GIVEN PROBLEM — Write the material out again exactly as it stands.

AVAILABLE RECORDS —
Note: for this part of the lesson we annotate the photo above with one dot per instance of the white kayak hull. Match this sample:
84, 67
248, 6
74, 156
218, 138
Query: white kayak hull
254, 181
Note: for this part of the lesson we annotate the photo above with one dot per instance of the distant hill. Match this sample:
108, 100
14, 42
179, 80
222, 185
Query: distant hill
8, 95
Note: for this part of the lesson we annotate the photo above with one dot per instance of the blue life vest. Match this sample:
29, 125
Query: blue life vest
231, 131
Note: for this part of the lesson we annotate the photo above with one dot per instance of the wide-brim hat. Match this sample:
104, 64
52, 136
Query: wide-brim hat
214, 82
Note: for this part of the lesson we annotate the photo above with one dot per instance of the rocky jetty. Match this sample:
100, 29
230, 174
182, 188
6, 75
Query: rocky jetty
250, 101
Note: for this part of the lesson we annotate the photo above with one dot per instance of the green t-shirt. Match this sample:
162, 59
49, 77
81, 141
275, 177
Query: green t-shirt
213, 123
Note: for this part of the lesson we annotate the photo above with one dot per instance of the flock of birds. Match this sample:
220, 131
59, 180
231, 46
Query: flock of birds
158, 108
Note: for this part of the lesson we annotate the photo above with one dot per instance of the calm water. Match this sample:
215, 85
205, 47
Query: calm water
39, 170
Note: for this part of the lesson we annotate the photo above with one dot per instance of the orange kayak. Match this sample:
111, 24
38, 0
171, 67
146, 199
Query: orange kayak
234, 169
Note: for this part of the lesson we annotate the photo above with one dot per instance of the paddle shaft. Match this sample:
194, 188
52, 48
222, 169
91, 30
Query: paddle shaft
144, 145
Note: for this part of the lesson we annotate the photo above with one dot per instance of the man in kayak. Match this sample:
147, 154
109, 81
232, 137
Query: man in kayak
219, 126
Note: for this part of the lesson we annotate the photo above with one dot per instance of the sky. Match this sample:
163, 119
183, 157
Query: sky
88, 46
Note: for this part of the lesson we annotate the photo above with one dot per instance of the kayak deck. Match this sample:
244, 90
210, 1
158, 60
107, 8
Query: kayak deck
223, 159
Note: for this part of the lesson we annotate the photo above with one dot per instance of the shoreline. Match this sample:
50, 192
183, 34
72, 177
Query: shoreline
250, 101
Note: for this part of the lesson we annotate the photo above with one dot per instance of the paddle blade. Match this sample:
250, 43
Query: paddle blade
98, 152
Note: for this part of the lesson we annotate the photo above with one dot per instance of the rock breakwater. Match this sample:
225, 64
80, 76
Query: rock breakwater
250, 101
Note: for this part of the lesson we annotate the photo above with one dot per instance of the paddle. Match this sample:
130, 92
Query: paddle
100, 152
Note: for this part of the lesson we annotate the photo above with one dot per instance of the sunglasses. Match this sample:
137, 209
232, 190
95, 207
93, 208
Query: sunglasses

EXERCISE ANSWER —
Note: for this part of the lesson we annotate the photo above with one dot per instance of the white kayak hull. Match this sample:
84, 67
248, 6
74, 156
218, 138
Query: white kayak hull
254, 181
Note: for this part of the lesson we annotate the photo above with one dot per instance of the distant hill. Match this sample:
108, 100
14, 42
179, 80
222, 185
Query: distant hill
8, 95
Note: for this part of the lesson we annotate the photo above with one dot per instance of the blue life vest. Match this sample:
29, 125
Query: blue life vest
231, 131
Note: for this part of the lesson we annotate the photo above with one dot per instance of the wide-brim hat. Match this sample:
104, 64
52, 136
Query: wide-brim hat
214, 82
Note: for this part of the lesson we annotate the photo above with one dot per instance of the rocky jetty. Match this sample:
100, 29
230, 174
182, 188
6, 75
Query: rocky jetty
250, 101
Note: for this part of the lesson we annotate the photo above with one dot per instance of the green t-shirt. Match this sample:
162, 59
49, 77
81, 141
275, 177
Query: green t-shirt
213, 123
Note: for this part of the lesson we annotate the photo above with one dot per instance of the flock of birds. Match this sample:
220, 131
59, 180
231, 46
Query: flock of birds
158, 108
Note: for this part of the lesson we annotate the photo above with one dot per instance of the calm water. Match this sample:
215, 85
205, 47
Query: calm water
39, 170
Note: for this part of the lesson we annotate the photo above with one dot per instance of the orange kayak. Match this sample:
111, 24
38, 0
171, 67
146, 199
Query: orange kayak
234, 169
Note: for this part of the lesson we annotate the photo above with one dot per instance of the paddle shaft. Match this sample:
194, 188
52, 48
222, 169
91, 30
Query: paddle shaft
144, 145
Note: for this part of the lesson we annotate the photo above with one dot per instance of the man in kayak. Match this sample:
147, 154
109, 81
232, 137
Query: man in kayak
219, 126
Note: for this part of the lesson we annotate the photo above with one dot per instance of the sky. Match this sample:
163, 119
183, 157
Query: sky
88, 46
Note: for this part of the lesson we annotate the photo above with one dot per instance of the kayak deck. Match this sample:
244, 90
210, 1
158, 60
107, 8
Query: kayak deck
223, 159
Note: for this part of the lesson we annotate the photo above with one dot per instance of the shoreline. Match this sample:
50, 192
183, 34
72, 177
Query: shoreline
250, 101
Note: for this part of the lesson we annotate the photo above with one dot per instance of the paddle blade. Match this sample:
250, 43
Query: paddle blade
98, 152
Note: for this part of the lesson we annotate the photo above with one dot per instance of the rock breakwater. Match this sample:
225, 64
80, 76
Query: rock breakwater
250, 101
Note: for this part of the lesson we annotate the photo above with one dot per instance of the paddle. Match this sample:
130, 92
Query: paddle
100, 152
Note: for this part of the lesson we annotate the photo above with one dot per instance of the sunglasses. Match this sample:
137, 209
232, 190
95, 207
93, 208
Query: sunglasses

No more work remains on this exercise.